[Exemples d'annotation par points]
::::::
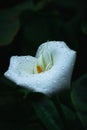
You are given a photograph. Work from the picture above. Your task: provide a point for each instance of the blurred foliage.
(24, 25)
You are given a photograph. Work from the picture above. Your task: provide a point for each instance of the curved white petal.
(48, 82)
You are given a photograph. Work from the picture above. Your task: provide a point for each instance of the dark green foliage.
(24, 25)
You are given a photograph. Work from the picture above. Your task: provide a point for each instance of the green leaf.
(46, 112)
(79, 99)
(9, 26)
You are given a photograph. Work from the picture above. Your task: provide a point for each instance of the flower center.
(44, 62)
(39, 69)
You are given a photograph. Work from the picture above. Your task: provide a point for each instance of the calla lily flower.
(48, 72)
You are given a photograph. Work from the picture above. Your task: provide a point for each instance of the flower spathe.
(49, 72)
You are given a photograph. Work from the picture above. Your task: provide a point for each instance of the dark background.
(24, 25)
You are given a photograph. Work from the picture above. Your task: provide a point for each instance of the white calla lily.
::::::
■ OBJECTIF DE L'EXERCICE: Pourriez-vous transformer l'ensemble des enregistrements ci-dessus en une liste numérotée, sans lignes vides ? Les images ne doivent pas figurer dans la réponse.

■ RÉPONSE RÉDIGÉE:
1. You are given a photograph. Work from the picture above. Your task: provide a point for each instance of the blurred foliage.
2. (24, 25)
3. You are given a photograph. Work from the picture above. Your task: provide a point for each instance of the curved white petal.
4. (48, 82)
5. You are given a photograph. Work from the picture above. Your task: provide a point for each instance of the dark green foliage.
6. (24, 25)
7. You are given a photograph. Work from the picture above. Your task: provide a point for each instance of the green leaf.
8. (46, 112)
9. (79, 99)
10. (9, 26)
11. You are given a photograph. Work from the picture above. Your task: provide a point for each instance of the flower center.
12. (44, 62)
13. (39, 69)
14. You are given a photograph. Work from the picture above. Your task: provide a point for each instance of the calla lily flower.
15. (48, 72)
16. You are given a photograph. Work from the picture above. Your task: provide a point for each instance of the flower spathe.
17. (49, 72)
18. You are given a photograph. Work from the picture above. Your task: provide a point for each instance of the dark background.
19. (24, 25)
20. You are given a photograph. Work from the picture above. Your task: provide a point for each instance of the white calla lily.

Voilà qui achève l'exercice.